Reproduce every line of the listing below verbatim.

[Shape boundary listing]
§

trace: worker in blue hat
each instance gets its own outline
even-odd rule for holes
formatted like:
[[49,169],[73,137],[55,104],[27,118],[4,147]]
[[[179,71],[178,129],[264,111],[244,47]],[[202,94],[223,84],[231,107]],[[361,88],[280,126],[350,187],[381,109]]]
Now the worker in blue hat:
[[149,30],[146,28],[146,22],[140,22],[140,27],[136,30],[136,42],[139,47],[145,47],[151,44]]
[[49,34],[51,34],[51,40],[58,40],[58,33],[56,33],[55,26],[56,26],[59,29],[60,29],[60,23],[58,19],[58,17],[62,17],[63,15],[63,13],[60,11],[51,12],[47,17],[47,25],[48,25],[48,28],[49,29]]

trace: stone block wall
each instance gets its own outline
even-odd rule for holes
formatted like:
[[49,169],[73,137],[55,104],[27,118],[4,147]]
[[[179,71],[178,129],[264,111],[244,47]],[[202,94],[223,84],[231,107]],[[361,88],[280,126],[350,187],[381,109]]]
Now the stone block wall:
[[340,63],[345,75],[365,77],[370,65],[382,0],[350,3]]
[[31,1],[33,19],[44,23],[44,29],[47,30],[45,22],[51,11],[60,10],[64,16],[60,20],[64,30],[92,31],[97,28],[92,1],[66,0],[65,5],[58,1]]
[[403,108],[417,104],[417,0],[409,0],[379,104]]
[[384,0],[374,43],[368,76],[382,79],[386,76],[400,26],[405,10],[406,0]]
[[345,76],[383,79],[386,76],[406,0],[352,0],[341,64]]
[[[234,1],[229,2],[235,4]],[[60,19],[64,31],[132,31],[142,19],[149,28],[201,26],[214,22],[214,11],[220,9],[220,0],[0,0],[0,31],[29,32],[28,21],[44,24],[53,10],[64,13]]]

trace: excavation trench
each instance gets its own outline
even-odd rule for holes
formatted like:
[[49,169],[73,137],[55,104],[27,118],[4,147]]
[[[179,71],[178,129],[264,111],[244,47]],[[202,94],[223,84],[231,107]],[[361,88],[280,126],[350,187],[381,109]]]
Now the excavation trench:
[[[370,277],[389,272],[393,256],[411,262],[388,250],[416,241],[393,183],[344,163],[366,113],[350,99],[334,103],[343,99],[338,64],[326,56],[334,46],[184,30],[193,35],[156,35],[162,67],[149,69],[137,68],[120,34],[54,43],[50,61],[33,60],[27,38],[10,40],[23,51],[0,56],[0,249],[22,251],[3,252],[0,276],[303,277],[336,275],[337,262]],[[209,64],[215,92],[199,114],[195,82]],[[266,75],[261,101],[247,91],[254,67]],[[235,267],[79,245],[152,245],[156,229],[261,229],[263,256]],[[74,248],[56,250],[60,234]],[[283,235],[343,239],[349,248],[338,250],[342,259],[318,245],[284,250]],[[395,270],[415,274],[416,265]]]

§

(RESULT FOR THIS EXERCISE):
trace: worker in blue hat
each instance gets its own outline
even-odd rule for holes
formatted like:
[[49,169],[73,137],[55,104],[27,118],[4,147]]
[[[179,71],[178,129],[264,111],[244,47]],[[202,94],[223,84],[231,107]],[[361,88],[280,126],[350,187],[381,109]]]
Now the worker in blue hat:
[[149,30],[146,28],[146,22],[140,22],[140,27],[136,30],[136,42],[139,47],[145,47],[151,44]]
[[49,34],[51,34],[51,40],[58,40],[58,33],[56,33],[55,26],[56,26],[59,29],[60,29],[60,23],[58,19],[58,17],[62,17],[63,15],[63,13],[60,11],[51,12],[47,17],[47,25],[48,25],[48,28],[49,29]]

trace: stone block wall
each instance gets its own outline
even-odd rule for holes
formatted like:
[[49,169],[73,137],[55,104],[27,118],[4,147]]
[[[179,71],[178,129],[264,111],[244,47]],[[202,94],[223,84],[231,107]],[[361,88],[280,126],[350,187],[381,109]]]
Now the stone block wall:
[[340,63],[345,75],[365,77],[370,65],[382,0],[350,3]]
[[31,1],[33,19],[44,23],[44,29],[47,30],[45,22],[51,11],[60,10],[64,16],[60,20],[64,30],[92,31],[97,28],[92,1],[66,0],[65,5],[58,1]]
[[403,108],[417,104],[417,0],[409,0],[379,104]]
[[384,0],[374,43],[368,76],[382,79],[386,76],[400,26],[405,10],[406,0]]
[[345,76],[383,79],[386,76],[406,0],[352,0],[341,64]]
[[[234,1],[229,2],[235,4]],[[60,19],[64,31],[132,31],[142,19],[149,28],[201,26],[214,22],[214,11],[220,9],[220,0],[0,0],[0,31],[29,32],[28,21],[44,24],[53,10],[64,13]]]

trace: excavation trench
each instance gets its own outline
even-odd rule for holes
formatted like:
[[49,169],[73,137],[55,104],[27,118],[4,147]]
[[[179,71],[178,129],[264,111],[244,47]],[[202,94],[223,84],[231,107]],[[361,88],[280,126],[350,187],[381,109]]]
Now the excavation trench:
[[[370,277],[389,272],[393,256],[411,262],[388,250],[416,241],[393,183],[344,163],[366,113],[350,99],[334,103],[343,99],[338,64],[326,56],[334,46],[184,30],[193,35],[156,35],[162,67],[149,69],[137,68],[120,34],[54,43],[50,61],[33,60],[27,38],[10,40],[23,51],[0,56],[0,249],[22,251],[3,252],[0,276],[303,277],[336,275],[337,262]],[[209,64],[215,92],[199,114],[195,82]],[[266,75],[261,101],[247,91],[254,67]],[[235,267],[79,245],[152,245],[156,229],[261,229],[263,256]],[[74,248],[56,250],[60,234]],[[283,235],[343,239],[349,248],[338,250],[342,259],[318,245],[284,250]],[[395,270],[415,274],[416,265]]]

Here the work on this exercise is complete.